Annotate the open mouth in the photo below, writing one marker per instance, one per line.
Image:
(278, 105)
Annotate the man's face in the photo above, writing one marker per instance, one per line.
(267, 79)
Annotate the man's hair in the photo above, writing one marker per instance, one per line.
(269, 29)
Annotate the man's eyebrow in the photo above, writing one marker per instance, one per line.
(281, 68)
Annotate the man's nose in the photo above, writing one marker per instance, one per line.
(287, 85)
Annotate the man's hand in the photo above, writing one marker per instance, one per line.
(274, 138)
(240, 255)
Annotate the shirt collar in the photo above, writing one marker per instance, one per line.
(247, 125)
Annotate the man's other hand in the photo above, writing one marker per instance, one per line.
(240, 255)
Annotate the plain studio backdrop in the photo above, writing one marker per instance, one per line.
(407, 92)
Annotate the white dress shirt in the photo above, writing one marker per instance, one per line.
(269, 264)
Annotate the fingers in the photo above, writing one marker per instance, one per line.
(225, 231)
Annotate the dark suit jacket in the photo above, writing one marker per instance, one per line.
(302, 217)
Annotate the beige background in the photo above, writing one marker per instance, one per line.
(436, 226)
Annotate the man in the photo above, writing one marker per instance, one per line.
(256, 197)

══════

Task brief>
Reproduce every entry above in full, requests included. Multiply each point coordinate in the answers by 0.25 and round it to the nearest whole number, rounding halves up.

Finished exercise>
Annotate the open mouth in the photo below, writing one marker per instance, one per line.
Image:
(70, 26)
Annotate the man's face in the photo above, writing one marker per instance, one per line.
(67, 20)
Annotate the man's hair in the photo above, writing one marker per instance, one per line.
(67, 7)
Annotate the man's eyebrow in the photo above, writing one marker per instance, one per line.
(70, 17)
Annotate the man's nose in the photo above, writing one marker per instance, one per line.
(72, 21)
Annotate the man's hand in the photo above, writing one marker per instance, one per line.
(69, 35)
(60, 64)
Annotate the shirt collar in the photo above, writing one marker per instance, one per line.
(62, 31)
Annotate the man's other hand in the photo above, writing one marker per instance, one per line.
(60, 64)
Annotate the plain studio backdrop in the photo above, writing one marker per instance, one per line.
(102, 23)
Annotate the white dress shirt in the photo above, writing one marker per instance, one per line.
(67, 66)
Annotate the fingers in the photo above, writing one marker per instance, one per line.
(56, 58)
Annotate the dark suit jacket in the photo above, writing one marker per instance, one per line.
(76, 54)
Annotate the beige background in the photo above, writing one marker per instance, one per line.
(109, 57)
Annotate the man in the photo above, writing one marker per instance, one per line.
(64, 49)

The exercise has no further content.